Records for this exercise:
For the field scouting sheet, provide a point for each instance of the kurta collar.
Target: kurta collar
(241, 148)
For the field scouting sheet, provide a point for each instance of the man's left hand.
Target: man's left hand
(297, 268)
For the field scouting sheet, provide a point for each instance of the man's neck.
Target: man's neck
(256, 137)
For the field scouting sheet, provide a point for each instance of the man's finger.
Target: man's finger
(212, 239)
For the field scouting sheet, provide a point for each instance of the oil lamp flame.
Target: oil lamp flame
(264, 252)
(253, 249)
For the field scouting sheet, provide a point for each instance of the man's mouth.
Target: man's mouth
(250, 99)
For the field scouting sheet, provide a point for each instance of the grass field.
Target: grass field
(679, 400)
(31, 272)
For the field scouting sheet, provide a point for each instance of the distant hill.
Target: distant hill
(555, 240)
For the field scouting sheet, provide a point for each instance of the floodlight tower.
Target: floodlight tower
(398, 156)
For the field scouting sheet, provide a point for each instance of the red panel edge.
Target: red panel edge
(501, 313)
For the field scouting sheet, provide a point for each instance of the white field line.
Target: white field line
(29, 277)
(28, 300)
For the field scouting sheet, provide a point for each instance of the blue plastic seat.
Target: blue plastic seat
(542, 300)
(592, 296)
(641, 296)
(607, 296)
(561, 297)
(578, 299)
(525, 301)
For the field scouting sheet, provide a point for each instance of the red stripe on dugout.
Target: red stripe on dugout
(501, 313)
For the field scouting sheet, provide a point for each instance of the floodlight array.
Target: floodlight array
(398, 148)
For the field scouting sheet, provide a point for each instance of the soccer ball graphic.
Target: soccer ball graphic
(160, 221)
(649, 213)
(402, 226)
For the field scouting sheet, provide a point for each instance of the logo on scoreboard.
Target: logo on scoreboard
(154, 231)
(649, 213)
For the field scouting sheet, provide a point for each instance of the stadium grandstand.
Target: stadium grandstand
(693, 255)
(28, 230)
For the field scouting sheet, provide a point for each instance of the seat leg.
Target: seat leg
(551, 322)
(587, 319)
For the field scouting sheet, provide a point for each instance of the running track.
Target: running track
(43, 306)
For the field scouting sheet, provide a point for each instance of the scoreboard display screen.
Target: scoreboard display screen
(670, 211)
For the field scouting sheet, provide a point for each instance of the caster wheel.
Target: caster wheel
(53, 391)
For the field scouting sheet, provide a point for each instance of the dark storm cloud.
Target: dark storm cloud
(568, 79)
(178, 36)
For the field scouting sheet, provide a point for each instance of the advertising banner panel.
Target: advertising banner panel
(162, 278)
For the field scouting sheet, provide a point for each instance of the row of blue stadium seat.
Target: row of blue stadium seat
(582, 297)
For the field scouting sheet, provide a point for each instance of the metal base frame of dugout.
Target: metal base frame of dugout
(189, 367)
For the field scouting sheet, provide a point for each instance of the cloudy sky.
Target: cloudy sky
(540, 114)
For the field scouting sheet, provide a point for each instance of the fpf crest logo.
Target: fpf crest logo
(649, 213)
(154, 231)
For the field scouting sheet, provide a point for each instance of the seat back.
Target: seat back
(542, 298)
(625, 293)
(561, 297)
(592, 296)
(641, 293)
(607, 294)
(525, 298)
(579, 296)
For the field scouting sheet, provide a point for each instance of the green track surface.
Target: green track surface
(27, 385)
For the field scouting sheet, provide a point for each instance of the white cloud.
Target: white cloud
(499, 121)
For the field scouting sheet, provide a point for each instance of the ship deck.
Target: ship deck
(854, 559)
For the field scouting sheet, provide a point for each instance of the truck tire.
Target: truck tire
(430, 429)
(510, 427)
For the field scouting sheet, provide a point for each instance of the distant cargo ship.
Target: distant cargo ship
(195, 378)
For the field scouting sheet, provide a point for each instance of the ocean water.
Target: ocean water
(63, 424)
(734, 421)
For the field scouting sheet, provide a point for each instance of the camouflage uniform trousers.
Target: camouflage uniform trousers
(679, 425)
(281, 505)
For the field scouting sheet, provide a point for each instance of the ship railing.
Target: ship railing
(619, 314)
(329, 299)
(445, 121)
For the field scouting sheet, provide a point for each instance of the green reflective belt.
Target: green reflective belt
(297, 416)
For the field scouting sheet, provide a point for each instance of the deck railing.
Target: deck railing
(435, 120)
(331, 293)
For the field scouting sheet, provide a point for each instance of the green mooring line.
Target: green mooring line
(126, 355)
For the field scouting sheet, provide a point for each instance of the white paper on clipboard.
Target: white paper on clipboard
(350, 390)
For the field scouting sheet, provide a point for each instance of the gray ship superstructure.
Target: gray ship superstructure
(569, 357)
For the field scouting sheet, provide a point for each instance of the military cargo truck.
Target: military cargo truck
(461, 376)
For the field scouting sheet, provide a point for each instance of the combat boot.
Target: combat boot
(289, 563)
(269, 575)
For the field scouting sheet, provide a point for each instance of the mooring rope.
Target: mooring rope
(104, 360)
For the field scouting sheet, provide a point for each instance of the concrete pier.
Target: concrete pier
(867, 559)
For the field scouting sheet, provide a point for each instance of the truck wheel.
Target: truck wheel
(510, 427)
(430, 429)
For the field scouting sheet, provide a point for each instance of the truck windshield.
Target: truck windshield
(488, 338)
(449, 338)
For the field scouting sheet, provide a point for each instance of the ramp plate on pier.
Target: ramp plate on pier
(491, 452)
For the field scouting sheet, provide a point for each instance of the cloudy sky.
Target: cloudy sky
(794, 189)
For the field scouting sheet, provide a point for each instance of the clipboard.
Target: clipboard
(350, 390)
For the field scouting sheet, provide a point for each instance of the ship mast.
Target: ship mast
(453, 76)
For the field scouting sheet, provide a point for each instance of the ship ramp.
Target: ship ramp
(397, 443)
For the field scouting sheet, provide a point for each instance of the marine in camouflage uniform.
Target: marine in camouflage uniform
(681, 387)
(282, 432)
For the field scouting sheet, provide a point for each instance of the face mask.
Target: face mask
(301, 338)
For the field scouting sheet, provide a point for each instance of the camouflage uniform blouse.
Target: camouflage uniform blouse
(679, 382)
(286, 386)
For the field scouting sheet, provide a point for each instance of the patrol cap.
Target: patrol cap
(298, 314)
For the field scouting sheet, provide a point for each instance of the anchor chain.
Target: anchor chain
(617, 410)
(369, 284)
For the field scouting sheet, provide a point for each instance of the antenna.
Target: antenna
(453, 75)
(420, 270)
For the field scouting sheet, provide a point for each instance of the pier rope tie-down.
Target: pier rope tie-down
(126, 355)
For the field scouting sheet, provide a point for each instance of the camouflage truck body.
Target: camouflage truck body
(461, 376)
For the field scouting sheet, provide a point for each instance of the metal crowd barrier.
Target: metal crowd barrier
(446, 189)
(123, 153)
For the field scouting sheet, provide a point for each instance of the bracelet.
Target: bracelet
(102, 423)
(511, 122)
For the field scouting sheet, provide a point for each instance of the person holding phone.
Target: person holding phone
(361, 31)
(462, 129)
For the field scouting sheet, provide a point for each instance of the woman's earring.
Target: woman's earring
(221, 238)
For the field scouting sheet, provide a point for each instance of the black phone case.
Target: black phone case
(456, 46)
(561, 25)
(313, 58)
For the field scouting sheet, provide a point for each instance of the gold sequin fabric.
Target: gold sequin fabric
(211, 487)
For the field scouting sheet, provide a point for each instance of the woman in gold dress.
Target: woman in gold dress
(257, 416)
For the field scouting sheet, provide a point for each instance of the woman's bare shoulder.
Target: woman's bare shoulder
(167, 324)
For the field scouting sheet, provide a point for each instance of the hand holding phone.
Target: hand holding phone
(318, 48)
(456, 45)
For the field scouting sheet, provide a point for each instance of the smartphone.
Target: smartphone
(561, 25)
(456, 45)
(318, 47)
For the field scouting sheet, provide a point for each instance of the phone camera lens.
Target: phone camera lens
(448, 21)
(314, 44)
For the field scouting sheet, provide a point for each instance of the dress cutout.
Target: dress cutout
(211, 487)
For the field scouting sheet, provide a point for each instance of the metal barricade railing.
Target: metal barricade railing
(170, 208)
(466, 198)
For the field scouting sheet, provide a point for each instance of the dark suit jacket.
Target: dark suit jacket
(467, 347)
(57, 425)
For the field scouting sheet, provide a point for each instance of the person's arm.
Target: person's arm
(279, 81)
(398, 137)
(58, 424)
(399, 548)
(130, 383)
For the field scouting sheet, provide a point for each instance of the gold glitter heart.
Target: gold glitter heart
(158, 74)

Directions for this task:
Write out the lines above, starting at the line that contains "person holding phone." and ending with the final line, and nothing else; copy them exactly.

Worked solution:
For the field scouting sheet, provide a point for each instance of the person holding phone.
Target: person holding phone
(361, 31)
(462, 129)
For the field scouting sheet, provide a point for each instance of the woman's earring.
Target: woman's earring
(221, 238)
For the field scouting sheet, provide a point for each instance of the black phone case.
Target: black phone case
(456, 46)
(561, 25)
(313, 58)
For the field scouting sheet, provide a point for each instance of the gold sequin fabric.
Target: gold sequin fabric
(211, 487)
For the field scouting sheet, provide a point for each instance of the woman in gold dress.
Target: woman in gold dress
(257, 416)
For the field scouting sheet, provide a point for each instance of the woman's bare shoulder.
Target: woman's bare shoulder
(167, 324)
For the field scouting sheet, provide a point for each instance of the hand holding phone.
Target: hand holding phone
(318, 48)
(456, 45)
For the field scouting sheet, provide a point for each instance of the smartphone.
Target: smartphone
(561, 25)
(456, 45)
(318, 47)
For the field scouting sheet, provide a point for each instance of the phone camera lens.
Target: phone camera lens
(448, 21)
(314, 44)
For the field scouting sheet, provide a point for each instance of the dress cutout.
Target: dress cutout
(211, 487)
For the field scouting sheet, provide a point for each instance of the metal barricade railing.
Target: metal barricade railing
(170, 208)
(466, 198)
For the field scouting sheet, provide a point for each instance of the dark suit jacket.
Target: dark suit jacket
(467, 347)
(57, 425)
For the field scouting sheet, provide a point for each instance of the person's arm.
Target: person's arm
(279, 81)
(398, 137)
(58, 424)
(399, 548)
(130, 383)
For the field scouting sheet, provide a point for each instance of the gold glitter heart.
Target: gold glitter heart
(158, 74)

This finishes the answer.